Task objective: Give each record below again, without a single difference.

Task inputs:
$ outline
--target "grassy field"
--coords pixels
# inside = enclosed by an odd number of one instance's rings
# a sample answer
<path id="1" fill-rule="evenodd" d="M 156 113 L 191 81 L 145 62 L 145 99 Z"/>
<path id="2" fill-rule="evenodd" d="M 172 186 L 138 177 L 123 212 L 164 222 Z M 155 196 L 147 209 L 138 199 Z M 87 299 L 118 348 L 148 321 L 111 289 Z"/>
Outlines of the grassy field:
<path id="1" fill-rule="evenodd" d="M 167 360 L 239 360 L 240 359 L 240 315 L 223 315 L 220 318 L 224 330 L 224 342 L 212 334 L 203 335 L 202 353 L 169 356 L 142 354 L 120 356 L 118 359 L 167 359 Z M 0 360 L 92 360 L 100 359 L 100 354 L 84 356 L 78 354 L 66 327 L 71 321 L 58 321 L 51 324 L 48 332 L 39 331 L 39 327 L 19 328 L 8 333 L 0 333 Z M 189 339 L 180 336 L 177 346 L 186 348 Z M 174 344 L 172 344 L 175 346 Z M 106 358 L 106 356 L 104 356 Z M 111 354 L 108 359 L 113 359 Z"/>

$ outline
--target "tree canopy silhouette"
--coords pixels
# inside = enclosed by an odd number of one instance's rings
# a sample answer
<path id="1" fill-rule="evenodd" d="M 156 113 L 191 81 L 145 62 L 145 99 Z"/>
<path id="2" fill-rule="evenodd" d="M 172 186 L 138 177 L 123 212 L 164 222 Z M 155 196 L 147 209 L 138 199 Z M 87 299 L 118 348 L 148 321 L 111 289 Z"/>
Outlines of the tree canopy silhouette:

Worked solution:
$ outline
--target "grassy field"
--coords pixels
# inside = enclosed by an odd number of one instance's rings
# a sample answer
<path id="1" fill-rule="evenodd" d="M 156 113 L 191 81 L 145 62 L 145 99 Z"/>
<path id="2" fill-rule="evenodd" d="M 172 186 L 138 177 L 123 212 L 164 222 Z M 155 196 L 147 209 L 138 199 Z M 87 299 L 118 348 L 148 321 L 111 289 Z"/>
Outlines of the grassy field:
<path id="1" fill-rule="evenodd" d="M 167 360 L 239 360 L 240 359 L 240 315 L 223 315 L 220 318 L 224 330 L 224 342 L 212 334 L 203 335 L 202 353 L 169 356 L 142 354 L 120 356 L 118 359 L 167 359 Z M 0 360 L 92 360 L 100 359 L 100 354 L 84 356 L 78 354 L 66 327 L 71 321 L 58 321 L 51 324 L 48 332 L 39 331 L 39 327 L 19 328 L 8 333 L 0 333 Z M 189 339 L 180 336 L 177 346 L 186 348 Z M 174 344 L 172 344 L 175 346 Z M 106 358 L 106 356 L 104 356 Z M 111 354 L 108 359 L 113 359 Z"/>

$ outline
--target "tree canopy silhouette"
--coords pixels
# inside = enclosed by an odd number of one instance's rings
# a sample answer
<path id="1" fill-rule="evenodd" d="M 156 113 L 191 81 L 145 62 L 145 99 Z"/>
<path id="2" fill-rule="evenodd" d="M 172 186 L 138 177 L 123 212 L 164 222 Z M 155 196 L 147 209 L 138 199 Z M 87 299 L 118 348 L 148 321 L 111 289 Z"/>
Outlines of the tree canopy silhouette:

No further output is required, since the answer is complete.